* START Text to read *

Even to shoot a little one-minute commercial segment, that can be very, very tricky. But I wanted to know how these issues affected them. That was the most important thing, but those issues are kind of a given. Sometimes it’s worth just seeing how individuals react to those issues, how they deal with those obstacles, and knowing what filmmaking is about in its truth. In the early stages, it was about the process, the technical sides, what shots to use, who’s going to be my DOP, who’s going to be my casting director. But we come to the flip of it, and it’s about managing people, discussing things, lateness, the tube strikes, information, communication. It was like giving them a real view of what it’s like, then seeing how they react to it.
This is an initiative trying to harness the best sides of these filmmakers, so seeing how they dealt with that, I was impressed by how they were able to look at themselves in the mirror. It wasn’t really a mentorship from the beginning—it was more like identifying for them: this is where I need to improve, and I was strong in this. I also taught them that it is very important for them to identify their strengths as well as their weaknesses. I don’t think they’re mutually exclusive. I need to see both. I need you to be able to identify both. The fact that they have that skillset, for them to feel stable at this stage and acknowledge where they need to improve, it means the awareness we were trying to instill through the process, they’ve naturally got it. I might have found myself some really good filmmakers. That’s all I’m saying.

* END Text to read *
* START Entries shown *

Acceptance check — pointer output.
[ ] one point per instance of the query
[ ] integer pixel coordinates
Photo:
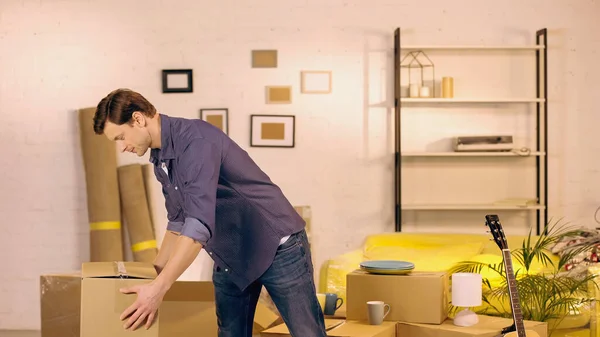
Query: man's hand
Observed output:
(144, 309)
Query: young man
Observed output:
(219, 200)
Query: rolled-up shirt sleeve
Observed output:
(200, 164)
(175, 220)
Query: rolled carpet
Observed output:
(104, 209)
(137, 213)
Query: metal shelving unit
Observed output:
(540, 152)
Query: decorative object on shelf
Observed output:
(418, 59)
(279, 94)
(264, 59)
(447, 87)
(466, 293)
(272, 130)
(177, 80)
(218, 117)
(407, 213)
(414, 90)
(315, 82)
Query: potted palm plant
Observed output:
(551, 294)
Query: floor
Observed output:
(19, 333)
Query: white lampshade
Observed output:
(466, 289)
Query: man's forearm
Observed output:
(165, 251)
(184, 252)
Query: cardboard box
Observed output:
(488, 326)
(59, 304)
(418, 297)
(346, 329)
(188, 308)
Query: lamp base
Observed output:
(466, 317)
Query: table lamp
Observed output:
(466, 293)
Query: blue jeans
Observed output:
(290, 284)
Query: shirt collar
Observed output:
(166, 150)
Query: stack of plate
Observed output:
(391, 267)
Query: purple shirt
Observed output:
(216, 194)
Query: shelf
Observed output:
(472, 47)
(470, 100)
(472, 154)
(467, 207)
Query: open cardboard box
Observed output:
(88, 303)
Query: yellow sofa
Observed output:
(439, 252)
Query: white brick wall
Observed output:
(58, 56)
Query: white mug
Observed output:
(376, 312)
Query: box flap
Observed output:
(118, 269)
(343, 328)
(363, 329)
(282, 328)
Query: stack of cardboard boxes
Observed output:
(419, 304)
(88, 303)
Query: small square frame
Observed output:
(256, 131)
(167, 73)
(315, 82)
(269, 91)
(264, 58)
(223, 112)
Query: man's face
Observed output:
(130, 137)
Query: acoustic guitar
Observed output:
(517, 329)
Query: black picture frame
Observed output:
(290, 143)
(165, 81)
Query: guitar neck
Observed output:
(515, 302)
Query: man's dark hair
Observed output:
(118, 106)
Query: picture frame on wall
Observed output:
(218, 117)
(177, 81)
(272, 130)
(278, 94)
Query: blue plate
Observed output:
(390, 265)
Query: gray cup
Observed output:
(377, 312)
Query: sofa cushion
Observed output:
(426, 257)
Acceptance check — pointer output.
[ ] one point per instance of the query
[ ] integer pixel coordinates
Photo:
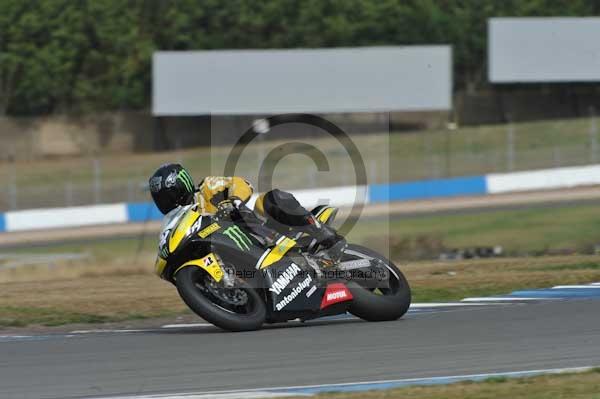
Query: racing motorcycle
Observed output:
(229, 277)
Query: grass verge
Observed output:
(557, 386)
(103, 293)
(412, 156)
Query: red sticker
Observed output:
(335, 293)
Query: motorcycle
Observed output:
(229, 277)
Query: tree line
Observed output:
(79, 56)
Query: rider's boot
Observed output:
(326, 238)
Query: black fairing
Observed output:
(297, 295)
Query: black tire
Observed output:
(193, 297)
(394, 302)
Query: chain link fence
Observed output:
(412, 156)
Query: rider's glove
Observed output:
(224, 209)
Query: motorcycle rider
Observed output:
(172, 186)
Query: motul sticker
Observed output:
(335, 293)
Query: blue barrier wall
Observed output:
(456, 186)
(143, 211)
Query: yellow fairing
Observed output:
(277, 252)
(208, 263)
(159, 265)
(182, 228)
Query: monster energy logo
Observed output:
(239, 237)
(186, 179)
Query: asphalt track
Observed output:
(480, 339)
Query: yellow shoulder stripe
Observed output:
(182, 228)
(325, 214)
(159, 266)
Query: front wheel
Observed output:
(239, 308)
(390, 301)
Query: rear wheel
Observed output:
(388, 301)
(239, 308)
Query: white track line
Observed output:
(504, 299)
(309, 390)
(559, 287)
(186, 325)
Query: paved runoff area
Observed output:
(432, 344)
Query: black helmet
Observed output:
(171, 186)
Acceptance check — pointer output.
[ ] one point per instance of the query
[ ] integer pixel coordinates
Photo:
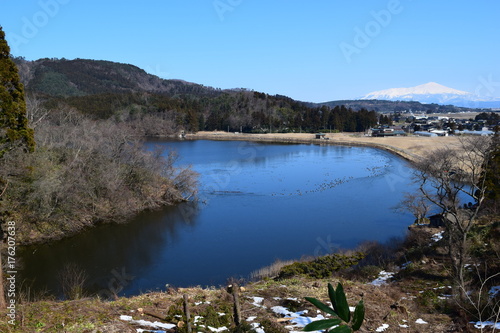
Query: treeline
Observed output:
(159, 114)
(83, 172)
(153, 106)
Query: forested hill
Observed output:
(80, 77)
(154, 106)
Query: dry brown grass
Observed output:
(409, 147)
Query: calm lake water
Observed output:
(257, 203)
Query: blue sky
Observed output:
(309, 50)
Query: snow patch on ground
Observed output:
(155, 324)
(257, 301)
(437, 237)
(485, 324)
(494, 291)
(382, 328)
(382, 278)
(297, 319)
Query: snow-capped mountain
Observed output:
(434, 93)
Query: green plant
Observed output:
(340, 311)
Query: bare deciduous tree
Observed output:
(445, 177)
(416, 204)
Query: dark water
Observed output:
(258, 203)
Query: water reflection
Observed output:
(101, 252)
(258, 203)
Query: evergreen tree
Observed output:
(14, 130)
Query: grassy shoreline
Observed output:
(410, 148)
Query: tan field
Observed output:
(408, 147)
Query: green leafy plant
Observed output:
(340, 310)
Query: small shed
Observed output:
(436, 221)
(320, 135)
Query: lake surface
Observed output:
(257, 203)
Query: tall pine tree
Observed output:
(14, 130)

* END Entries shown *
* START Entries shown *

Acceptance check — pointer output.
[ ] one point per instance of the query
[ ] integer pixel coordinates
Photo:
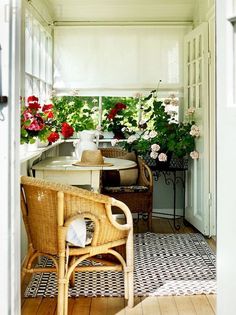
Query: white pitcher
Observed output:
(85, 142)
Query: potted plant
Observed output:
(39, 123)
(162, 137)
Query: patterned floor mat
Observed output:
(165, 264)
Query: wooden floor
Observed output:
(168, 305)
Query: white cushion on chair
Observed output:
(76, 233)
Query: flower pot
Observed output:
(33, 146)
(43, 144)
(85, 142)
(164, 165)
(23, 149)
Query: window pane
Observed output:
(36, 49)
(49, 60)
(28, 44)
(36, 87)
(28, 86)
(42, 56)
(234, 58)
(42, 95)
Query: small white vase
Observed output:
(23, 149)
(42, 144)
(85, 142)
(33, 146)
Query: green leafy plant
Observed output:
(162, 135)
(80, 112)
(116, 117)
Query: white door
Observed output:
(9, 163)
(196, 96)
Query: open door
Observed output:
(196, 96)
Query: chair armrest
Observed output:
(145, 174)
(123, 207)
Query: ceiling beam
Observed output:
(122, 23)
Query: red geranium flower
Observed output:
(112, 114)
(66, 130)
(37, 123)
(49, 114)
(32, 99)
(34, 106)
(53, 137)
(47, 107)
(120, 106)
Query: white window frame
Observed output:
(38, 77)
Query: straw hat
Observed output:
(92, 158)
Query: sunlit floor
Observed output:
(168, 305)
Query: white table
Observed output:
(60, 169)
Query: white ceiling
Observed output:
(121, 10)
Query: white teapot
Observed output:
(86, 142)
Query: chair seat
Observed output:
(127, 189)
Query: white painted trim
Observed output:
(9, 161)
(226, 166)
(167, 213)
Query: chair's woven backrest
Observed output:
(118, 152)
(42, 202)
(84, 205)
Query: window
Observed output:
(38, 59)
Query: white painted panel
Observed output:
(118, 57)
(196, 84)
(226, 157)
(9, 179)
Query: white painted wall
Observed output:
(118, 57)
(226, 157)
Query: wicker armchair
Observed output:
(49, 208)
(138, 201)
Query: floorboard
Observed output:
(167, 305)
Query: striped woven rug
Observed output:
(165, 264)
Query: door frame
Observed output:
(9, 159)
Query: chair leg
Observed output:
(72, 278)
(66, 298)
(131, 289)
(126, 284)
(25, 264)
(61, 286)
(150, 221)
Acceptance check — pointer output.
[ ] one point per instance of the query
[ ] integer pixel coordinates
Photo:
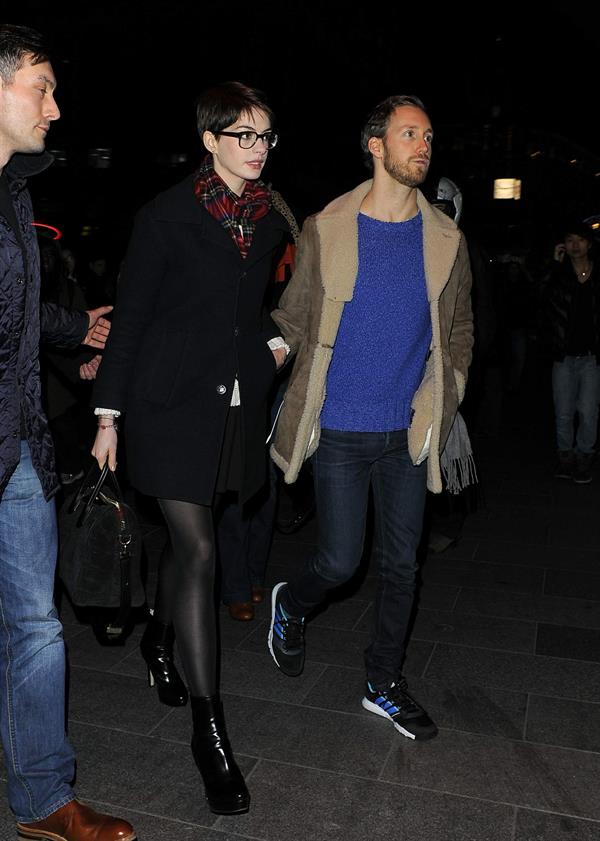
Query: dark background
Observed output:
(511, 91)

* END Entries shown *

> **Work to complete**:
a - For each statement, say yes or no according to the passage on the filmmaking initiative, and quote the words from it that settle the matter: (i) The speaker describes the arrangement as a mentorship from the very start. (ii) Tube strikes are named among the issues the filmmakers had to deal with. (iii) The speaker considers strengths and weaknesses to be mutually exclusive.
b - In the passage on the filmmaking initiative, rename "filmmakers" as "directors" and write out the section starting with "This is an initiative" and going on through "all I’m saying.".
The material has no connection to the passage on the filmmaking initiative.

> **Responses for each task**:
a -
(i) No: "It wasn’t really a mentorship from the beginning"
(ii) Yes: "lateness, the tube strikes, information, communication"
(iii) No: "I don’t think they’re mutually exclusive."

b -
This is an initiative trying to harness the best sides of these directors, so seeing how they dealt with that, I was impressed by how they were able to look at themselves in the mirror. It wasn’t really a mentorship from the beginning—it was more like identifying for them: this is where I need to improve, and I was strong in this. I also taught them that it is very important for them to identify their strengths as well as their weaknesses. I don’t think they’re mutually exclusive. I need to see both. I need you to be able to identify both. The fact that they have that skillset, for them to feel stable at this stage and acknowledge where they need to improve, it means the awareness we were trying to instill through the process, they’ve naturally got it. I might have found myself some really good directors. That’s all I’m saying.